→ The task: I need each line of the entries below that includes the string "marker".

[Collection entries]
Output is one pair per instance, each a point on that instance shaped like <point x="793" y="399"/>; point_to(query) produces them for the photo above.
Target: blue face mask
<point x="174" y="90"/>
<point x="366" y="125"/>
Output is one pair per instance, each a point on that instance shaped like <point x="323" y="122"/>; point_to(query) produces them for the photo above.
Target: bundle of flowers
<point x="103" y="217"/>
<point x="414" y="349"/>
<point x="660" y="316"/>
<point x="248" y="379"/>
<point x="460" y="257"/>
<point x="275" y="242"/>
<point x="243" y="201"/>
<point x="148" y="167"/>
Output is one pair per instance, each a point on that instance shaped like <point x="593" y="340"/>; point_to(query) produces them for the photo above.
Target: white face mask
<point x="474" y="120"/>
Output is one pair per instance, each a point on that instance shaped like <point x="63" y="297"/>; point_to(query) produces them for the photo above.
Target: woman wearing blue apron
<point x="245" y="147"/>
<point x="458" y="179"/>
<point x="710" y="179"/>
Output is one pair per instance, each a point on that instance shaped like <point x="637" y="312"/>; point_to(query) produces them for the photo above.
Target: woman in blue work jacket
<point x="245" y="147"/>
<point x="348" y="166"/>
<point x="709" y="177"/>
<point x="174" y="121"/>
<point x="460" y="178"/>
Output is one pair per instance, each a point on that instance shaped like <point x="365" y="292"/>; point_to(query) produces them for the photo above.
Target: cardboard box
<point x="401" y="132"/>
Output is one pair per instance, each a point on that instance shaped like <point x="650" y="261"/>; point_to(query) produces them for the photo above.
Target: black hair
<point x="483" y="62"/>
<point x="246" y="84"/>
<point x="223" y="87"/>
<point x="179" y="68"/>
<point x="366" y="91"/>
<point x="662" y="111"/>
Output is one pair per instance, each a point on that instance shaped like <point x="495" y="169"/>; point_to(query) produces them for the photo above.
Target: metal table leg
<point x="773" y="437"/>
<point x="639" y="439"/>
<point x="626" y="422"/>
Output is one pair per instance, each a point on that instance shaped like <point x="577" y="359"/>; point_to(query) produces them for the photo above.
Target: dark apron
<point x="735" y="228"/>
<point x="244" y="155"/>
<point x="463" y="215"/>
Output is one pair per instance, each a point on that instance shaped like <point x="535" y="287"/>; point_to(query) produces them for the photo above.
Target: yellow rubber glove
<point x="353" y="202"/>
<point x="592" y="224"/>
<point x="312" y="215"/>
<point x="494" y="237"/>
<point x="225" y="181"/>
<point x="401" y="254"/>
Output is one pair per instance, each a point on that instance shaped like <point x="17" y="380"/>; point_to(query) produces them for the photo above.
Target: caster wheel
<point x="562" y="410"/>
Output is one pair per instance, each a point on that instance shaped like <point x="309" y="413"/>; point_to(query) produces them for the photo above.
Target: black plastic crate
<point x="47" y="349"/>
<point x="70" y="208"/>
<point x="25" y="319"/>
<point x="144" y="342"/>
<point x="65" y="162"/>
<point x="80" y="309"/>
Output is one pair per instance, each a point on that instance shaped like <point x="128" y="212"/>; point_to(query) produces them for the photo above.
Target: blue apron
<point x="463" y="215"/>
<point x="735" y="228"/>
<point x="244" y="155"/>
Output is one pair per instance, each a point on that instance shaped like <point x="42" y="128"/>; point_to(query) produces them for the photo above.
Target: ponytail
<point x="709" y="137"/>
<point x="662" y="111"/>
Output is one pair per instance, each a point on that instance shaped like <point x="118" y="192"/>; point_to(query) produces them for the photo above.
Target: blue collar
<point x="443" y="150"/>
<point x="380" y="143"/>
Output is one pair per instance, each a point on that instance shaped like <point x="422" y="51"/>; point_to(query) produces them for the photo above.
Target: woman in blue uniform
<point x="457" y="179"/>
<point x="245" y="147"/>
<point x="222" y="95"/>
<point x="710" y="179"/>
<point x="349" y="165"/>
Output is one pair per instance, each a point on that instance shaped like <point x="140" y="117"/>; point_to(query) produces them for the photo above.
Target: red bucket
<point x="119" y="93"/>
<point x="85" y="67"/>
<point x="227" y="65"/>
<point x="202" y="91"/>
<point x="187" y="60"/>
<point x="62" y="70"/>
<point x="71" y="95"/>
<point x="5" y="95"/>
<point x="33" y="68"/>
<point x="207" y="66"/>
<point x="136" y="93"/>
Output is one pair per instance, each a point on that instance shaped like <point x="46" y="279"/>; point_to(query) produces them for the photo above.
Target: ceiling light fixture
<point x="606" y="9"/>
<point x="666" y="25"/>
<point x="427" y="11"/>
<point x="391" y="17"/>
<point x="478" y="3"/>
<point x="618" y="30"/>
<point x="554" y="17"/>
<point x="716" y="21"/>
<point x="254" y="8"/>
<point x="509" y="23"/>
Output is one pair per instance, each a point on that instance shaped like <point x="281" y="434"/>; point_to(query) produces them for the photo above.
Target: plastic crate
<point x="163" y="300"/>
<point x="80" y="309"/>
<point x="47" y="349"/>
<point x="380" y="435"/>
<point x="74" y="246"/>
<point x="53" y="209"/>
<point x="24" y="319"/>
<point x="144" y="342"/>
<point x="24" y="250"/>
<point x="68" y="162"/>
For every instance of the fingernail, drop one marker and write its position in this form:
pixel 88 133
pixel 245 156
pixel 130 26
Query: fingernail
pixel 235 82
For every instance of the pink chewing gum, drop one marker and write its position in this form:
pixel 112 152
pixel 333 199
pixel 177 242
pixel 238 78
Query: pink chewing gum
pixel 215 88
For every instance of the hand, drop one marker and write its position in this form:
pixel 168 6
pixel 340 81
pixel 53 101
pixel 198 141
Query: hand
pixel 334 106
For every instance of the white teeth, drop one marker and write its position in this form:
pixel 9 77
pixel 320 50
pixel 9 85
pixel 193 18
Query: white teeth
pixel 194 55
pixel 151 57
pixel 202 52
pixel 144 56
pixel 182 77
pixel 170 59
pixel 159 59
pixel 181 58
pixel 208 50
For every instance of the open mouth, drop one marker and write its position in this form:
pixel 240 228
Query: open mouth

→ Solved problem:
For every instance of the fingernail, drop one marker and write its position in this form:
For every instance of the pink chewing gum, drop one marker and write its position in this form:
For every instance of the hand, drop one marker and write its position in this form:
For every instance of the white teeth, drop one marker and write its position in this form:
For every instance of the open mouth, drop one marker and write its position in this form:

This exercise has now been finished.